• Required work
Transcribe exactly the line that contains "Format — one point per instance, like (438,344)" and each line that comes after it in the material, the last line included, and nothing more.

• Material for this exercise
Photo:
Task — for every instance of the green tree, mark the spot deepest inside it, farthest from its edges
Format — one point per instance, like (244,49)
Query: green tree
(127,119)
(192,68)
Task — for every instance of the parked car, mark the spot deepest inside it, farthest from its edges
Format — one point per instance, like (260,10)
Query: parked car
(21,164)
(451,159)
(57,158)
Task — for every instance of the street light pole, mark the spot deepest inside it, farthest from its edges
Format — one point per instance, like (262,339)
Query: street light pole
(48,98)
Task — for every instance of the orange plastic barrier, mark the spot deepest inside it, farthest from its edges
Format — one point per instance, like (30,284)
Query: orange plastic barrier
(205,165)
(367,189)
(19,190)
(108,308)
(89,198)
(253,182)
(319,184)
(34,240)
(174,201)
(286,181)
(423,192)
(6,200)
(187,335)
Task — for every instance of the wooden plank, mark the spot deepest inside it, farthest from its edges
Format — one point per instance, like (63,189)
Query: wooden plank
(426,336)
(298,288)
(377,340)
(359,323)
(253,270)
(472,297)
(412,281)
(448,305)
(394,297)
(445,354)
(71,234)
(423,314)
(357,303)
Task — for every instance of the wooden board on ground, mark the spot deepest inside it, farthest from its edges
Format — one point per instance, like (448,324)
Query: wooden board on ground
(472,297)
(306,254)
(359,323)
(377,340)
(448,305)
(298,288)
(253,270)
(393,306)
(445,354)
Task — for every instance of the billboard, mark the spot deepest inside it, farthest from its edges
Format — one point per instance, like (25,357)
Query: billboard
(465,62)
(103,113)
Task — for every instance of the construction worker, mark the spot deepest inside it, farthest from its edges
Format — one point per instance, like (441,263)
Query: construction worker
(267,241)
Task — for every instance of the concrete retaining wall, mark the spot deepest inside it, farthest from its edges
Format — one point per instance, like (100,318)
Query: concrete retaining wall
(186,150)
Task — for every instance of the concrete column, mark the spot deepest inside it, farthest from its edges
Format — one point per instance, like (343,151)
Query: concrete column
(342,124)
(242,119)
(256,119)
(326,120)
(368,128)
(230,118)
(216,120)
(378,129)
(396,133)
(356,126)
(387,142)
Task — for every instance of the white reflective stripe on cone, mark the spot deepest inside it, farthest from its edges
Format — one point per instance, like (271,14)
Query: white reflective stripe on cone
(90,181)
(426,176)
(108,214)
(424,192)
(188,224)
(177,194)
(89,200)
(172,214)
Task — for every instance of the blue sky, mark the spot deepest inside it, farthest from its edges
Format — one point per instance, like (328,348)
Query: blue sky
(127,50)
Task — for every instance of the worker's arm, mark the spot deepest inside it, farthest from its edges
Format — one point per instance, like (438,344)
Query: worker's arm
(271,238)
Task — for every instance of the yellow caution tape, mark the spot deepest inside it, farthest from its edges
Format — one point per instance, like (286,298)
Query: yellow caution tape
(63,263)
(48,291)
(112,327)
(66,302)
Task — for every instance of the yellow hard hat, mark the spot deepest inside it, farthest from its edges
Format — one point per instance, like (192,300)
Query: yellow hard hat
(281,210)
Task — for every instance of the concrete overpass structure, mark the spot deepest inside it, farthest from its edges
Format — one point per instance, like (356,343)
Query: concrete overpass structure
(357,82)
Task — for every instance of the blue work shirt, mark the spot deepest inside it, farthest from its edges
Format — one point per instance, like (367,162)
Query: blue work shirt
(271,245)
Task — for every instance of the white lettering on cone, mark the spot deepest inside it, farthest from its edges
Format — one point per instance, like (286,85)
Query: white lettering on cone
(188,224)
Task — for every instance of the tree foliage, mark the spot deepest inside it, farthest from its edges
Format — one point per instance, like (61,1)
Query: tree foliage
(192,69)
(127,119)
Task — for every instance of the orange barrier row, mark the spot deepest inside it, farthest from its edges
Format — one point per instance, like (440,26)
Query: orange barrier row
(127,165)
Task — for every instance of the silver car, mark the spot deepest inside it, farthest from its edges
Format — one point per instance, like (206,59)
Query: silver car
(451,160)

• Exercise result
Format — one point per instance, like (438,344)
Query: worker's arm
(271,238)
Task — for every instance of the yellow caution tape, mark the spot deepest inside it, farthest from its edges
Format — one point per instance, like (286,298)
Query: yellow caution tape
(63,263)
(48,291)
(112,327)
(66,302)
Task — for every instance of the yellow hard hat, mark the spot deepest inside it, farthest from its edges
Format — one point per instance, like (192,300)
Query: yellow hard hat
(281,210)
Task — for every instance of the concrete overpass structure, mark the spot deepest inside it, farthest from its edges
Format — one point per instance, like (356,343)
Query: concrete overpass structure
(357,82)
Task — for every instance of the blue work shirt, mark the spot deepest inside it, farthest from its edges
Format — one point per instance, like (367,162)
Query: blue work shirt
(271,245)
Task — for every instance of the white lettering on cone, mark the spot deepest inside it, farthest from its edges
Format — one point per instance, like (286,85)
Query: white lettering on cone
(188,224)
Task — for every instance of the tree foliage, mark the spot deepest inside it, farthest from its edges
Format — one point per instance, like (61,1)
Query: tree foliage
(192,69)
(127,119)
Task — for every instance of the orange barrier row, mark the spot deepest inside it, farthest from its edges
Format — one point per instance, like (440,26)
Query: orange barrier row
(127,165)
Task — for every instance of the silver car, mark the spot deepest inside it, farthest from its edges
Format — one point per instance, like (206,59)
Query: silver car
(451,160)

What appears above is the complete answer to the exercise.